## WHAT YOU ARE ASKED TO DO:
Without including the pictures, copy out every line below.

--- BEGIN ---

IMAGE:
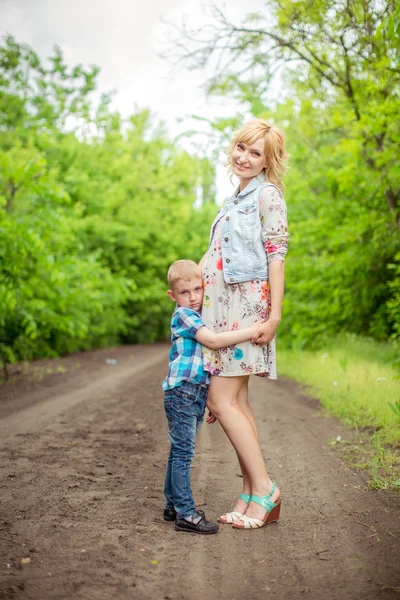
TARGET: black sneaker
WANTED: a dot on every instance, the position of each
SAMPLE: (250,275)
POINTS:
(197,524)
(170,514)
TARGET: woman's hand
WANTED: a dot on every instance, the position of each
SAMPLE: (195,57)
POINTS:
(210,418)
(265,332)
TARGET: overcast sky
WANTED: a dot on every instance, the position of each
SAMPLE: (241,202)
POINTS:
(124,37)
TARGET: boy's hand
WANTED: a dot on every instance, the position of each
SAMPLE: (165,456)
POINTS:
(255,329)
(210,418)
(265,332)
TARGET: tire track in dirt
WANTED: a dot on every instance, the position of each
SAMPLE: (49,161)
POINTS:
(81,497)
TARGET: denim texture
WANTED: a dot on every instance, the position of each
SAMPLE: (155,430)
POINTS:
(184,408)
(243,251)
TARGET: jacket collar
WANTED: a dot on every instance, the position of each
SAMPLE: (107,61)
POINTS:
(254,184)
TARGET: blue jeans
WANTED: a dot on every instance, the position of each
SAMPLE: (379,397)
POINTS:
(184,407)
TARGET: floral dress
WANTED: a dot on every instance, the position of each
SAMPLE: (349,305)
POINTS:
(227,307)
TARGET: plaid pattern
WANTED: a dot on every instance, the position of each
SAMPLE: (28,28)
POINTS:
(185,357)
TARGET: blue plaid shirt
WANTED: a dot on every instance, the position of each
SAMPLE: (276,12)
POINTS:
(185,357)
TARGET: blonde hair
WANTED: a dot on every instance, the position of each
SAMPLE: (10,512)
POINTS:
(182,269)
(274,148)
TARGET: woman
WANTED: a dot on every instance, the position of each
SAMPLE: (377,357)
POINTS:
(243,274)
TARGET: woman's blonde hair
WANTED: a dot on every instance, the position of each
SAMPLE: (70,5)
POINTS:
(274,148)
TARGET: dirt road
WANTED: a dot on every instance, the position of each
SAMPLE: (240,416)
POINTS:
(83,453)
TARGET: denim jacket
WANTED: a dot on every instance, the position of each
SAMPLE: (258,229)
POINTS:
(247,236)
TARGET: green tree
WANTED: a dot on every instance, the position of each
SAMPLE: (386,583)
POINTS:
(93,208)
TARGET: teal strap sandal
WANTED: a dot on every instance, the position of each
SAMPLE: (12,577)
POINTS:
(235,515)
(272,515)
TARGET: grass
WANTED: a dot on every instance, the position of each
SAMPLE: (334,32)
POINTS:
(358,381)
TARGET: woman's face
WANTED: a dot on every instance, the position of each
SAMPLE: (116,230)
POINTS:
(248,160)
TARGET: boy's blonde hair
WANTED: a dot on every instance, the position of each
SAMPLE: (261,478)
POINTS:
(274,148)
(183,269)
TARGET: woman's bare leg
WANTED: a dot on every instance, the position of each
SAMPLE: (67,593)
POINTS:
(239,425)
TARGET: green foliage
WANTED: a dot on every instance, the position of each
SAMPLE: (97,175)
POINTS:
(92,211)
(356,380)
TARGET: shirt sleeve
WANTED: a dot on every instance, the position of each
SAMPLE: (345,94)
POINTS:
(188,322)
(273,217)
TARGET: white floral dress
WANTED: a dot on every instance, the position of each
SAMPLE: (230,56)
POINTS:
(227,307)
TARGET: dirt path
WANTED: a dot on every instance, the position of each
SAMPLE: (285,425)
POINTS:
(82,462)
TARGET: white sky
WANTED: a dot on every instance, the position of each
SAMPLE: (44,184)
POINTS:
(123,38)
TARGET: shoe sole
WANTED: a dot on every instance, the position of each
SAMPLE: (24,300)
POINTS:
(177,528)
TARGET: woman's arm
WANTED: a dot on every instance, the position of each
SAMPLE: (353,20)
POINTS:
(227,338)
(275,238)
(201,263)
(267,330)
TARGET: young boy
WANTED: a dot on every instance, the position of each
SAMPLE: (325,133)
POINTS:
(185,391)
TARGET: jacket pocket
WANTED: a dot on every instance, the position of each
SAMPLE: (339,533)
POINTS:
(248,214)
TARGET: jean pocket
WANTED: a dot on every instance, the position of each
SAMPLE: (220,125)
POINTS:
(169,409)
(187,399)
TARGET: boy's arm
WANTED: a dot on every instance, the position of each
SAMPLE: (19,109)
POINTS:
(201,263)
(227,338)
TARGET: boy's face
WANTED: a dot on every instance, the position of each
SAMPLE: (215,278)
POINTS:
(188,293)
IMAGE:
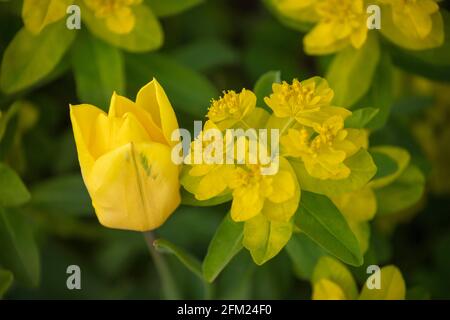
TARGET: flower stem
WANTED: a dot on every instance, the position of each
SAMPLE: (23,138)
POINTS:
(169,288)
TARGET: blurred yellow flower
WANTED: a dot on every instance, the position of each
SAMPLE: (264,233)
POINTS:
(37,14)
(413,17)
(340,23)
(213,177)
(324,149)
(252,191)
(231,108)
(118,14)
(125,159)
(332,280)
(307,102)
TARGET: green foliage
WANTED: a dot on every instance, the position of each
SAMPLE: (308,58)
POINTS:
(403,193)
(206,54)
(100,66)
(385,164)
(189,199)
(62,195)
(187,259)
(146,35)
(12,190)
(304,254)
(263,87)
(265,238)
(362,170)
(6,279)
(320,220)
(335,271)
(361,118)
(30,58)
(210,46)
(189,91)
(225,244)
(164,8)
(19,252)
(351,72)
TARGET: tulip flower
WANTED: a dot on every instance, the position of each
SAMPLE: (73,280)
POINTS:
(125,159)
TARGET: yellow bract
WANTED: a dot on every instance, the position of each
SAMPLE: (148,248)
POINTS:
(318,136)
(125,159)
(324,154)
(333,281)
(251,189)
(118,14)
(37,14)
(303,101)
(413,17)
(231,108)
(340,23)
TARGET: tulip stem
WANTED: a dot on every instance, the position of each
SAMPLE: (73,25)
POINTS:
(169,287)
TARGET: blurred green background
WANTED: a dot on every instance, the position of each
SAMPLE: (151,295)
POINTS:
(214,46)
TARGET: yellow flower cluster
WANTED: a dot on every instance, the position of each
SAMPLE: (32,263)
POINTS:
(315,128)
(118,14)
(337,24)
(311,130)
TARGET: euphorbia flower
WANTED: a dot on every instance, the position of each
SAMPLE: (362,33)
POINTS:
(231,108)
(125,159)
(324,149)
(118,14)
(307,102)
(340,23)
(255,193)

--- END ---

## COMPLETE OUTPUT:
IMAGE:
TARGET: black sneaker
WANTED: a dot on every instance, the position of each
SAMPLE: (250,275)
POINTS:
(197,524)
(170,514)
TARGET: woman's hand
WANTED: a dot on every instance, the position of each
SAMPLE: (195,57)
POINTS:
(210,418)
(265,332)
TARGET: overcast sky
WANTED: a dot on every instance, the position of each
SAMPLE: (241,202)
POINTS:
(124,37)
TARGET: boy's hand
WANTED: a dot on every instance, the position of each
SAMPLE: (165,456)
POINTS:
(255,329)
(210,418)
(265,332)
TARGET: tire track in dirt
WANTED: a dot on every instance, the position of each
SAMPLE: (49,161)
POINTS:
(81,497)
TARGET: denim texture
WANTED: a dot on every instance, the position of each
SAMPLE: (155,430)
POINTS:
(184,408)
(243,251)
TARGET: jacket collar
WANTED: a dot on every instance, the position of each
SAMPLE: (107,61)
POINTS:
(254,184)
TARGET: blue jeans
WANTED: a dot on every instance, the position of each
SAMPLE: (379,397)
POINTS:
(184,407)
TARGET: floral dress
WANTED: a dot on every instance, the position of each
SAMPLE: (349,305)
POINTS:
(227,307)
TARGET: plaid pattern
WANTED: a dot on every instance, the position of each
SAMPLE: (28,28)
POINTS:
(185,357)
TARGET: blue plaid shirt
WANTED: a dot on every instance, the position of each
SAMPLE: (276,12)
POINTS:
(185,357)
TARGET: blonde hair
WANTED: a dot on every instance, the position of each
SAMPLE: (10,512)
POINTS:
(182,269)
(274,148)
TARGET: woman
WANTED: a dot on every instance, the position of each
SAMPLE: (377,357)
POINTS:
(243,274)
TARGET: woman's blonde hair
WANTED: a dot on every instance, the position of each
SAMPLE: (70,5)
POINTS:
(274,148)
TARGET: dirt road
WANTED: a dot on every instance, the position of each
SAMPLE: (240,416)
POINTS:
(83,453)
TARGET: denim jacket
WANTED: a dot on every instance, the position of each
SAMPLE: (258,229)
POINTS:
(247,236)
TARGET: green tree
WANTED: a dot on every instance, the position of each
SAMPLE: (386,583)
POINTS:
(93,208)
TARGET: teal strap sandal
WANTED: a dot on every instance, the position of each
SAMPLE: (12,577)
POINTS:
(235,515)
(272,515)
TARGET: grass
WANTED: a dot on every instance, the position of each
SAMPLE: (334,32)
POINTS:
(358,381)
TARGET: woman's face
WANTED: a dot on every instance, the position of each
SAMPLE: (116,230)
POINTS:
(248,160)
TARGET: boy's blonde hair
WANTED: a dot on every instance, the position of each
SAMPLE: (261,478)
POINTS:
(274,148)
(183,269)
TARGET: woman's bare leg
WANTED: a dot on every instance, the position of each
SAMPLE: (67,593)
POINTS:
(239,425)
TARGET: green foliage
WANTED: a dot on every instance, the position of each
SAMPLE: (97,175)
POINTS:
(92,211)
(356,380)
TARGET: shirt sleeve
WANTED: a dot on every instance, the position of each
SAMPLE: (345,94)
POINTS:
(188,322)
(273,217)
TARGET: white floral dress
WANTED: a dot on every instance, the position of each
SAMPLE: (230,56)
POINTS:
(227,307)
TARGET: dirt path
WANTED: a dot on every instance, the position of each
SAMPLE: (285,425)
POINTS:
(82,462)
TARGET: white sky
WANTED: a dot on every instance, the position of each
SAMPLE: (44,184)
POINTS:
(123,38)
TARGET: shoe sole
WANTED: a dot on every instance, the position of each
SAMPLE: (24,300)
POINTS:
(177,528)
TARGET: woman's arm
WANTED: a dot on every instance, the position of each
SAMPLE: (353,20)
POINTS:
(227,338)
(275,238)
(201,263)
(267,330)
TARGET: young boy
WANTED: a dot on every instance, the position of each
SAMPLE: (325,133)
POINTS:
(185,391)
TARGET: jacket pocket
WANTED: a dot on every instance, the position of each
SAMPLE: (339,533)
POINTS:
(248,214)
TARGET: jean pocket
WANTED: a dot on every instance, the position of each
SAMPLE: (220,125)
POINTS:
(169,409)
(187,399)
TARGET: boy's arm
WANTED: a dot on every instance, the position of each
SAMPLE: (19,109)
POINTS:
(201,263)
(227,338)
TARGET: boy's face
WANTED: a dot on every instance, the position of each
SAMPLE: (215,278)
POINTS:
(188,293)
IMAGE:
TARGET: flower stem
WANTED: a dot on every instance, the position of each
SAMPLE: (23,138)
POINTS:
(169,288)
TARGET: blurred yellow flower
WANTED: a dot on every instance, the position of each
SAMPLE: (264,233)
POINTS:
(37,14)
(413,17)
(340,23)
(213,177)
(324,149)
(252,191)
(231,108)
(118,14)
(125,159)
(332,280)
(307,102)
TARGET: green foliage
WANTED: a dot on every instance, the position of each
SAMPLE: (308,58)
POINTS:
(403,193)
(206,54)
(100,66)
(385,164)
(189,199)
(62,195)
(187,259)
(146,35)
(12,190)
(304,254)
(263,87)
(265,238)
(362,170)
(6,279)
(320,220)
(335,271)
(361,118)
(30,58)
(210,46)
(189,91)
(225,244)
(164,8)
(19,252)
(351,72)
TARGET: tulip flower
WANTED: a dot on every instance, the position of each
SAMPLE: (73,280)
POINTS:
(125,159)
TARGET: yellow bract
WANTED: a dot on every instance, the position of each
SAMPLE: (148,248)
POINTS:
(318,136)
(125,159)
(324,154)
(333,281)
(251,189)
(118,14)
(37,14)
(303,101)
(413,17)
(231,108)
(340,23)
TARGET: tulip stem
WANTED: a dot on every instance, the position of each
SAMPLE: (73,25)
POINTS:
(169,287)
TARGET: blurred green background
WANTED: a dot on every instance, the position of each
SAMPLE: (151,295)
POINTS:
(214,46)
TARGET: yellow flower cluster
WANTED: a dot on every instance, the position of each
SAMPLE: (32,263)
POINTS:
(315,128)
(118,14)
(337,24)
(311,130)
TARGET: euphorbia flower
WANTED: a dot on every instance, the position of each
SAMPLE: (362,33)
POINTS:
(231,108)
(125,159)
(324,149)
(118,14)
(307,102)
(340,23)
(255,193)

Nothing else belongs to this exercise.